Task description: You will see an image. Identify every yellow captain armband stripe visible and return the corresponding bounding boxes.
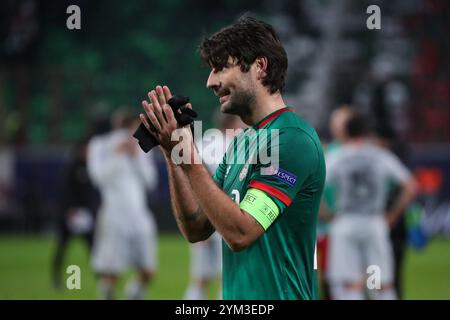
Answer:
[239,188,280,230]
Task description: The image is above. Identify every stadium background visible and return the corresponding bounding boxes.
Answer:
[0,0,450,299]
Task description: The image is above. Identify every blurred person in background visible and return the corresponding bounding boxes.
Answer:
[317,105,353,300]
[184,112,245,300]
[327,113,418,300]
[52,140,98,289]
[375,126,408,299]
[88,111,158,299]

■ What you have to do ■
Rewrite all the rows above with every "image" renamed to "photo" and nothing else changed. Leave the pictures out.

■ Correct result ■
Task description: You will see an photo. Identify every yellow captain armband stripe visible and return the corresponding bounding boxes.
Answer:
[239,188,280,230]
Task description: The photo is above. Identify every stadium background visible and return the corresponding bounding boxes.
Answer:
[0,0,450,299]
Task description: The photo is above. Identify every blurred person in background visible and return the corresponding bounding boxes.
Answer:
[317,105,353,300]
[184,112,245,300]
[327,113,418,300]
[52,140,98,289]
[375,126,408,299]
[88,111,158,299]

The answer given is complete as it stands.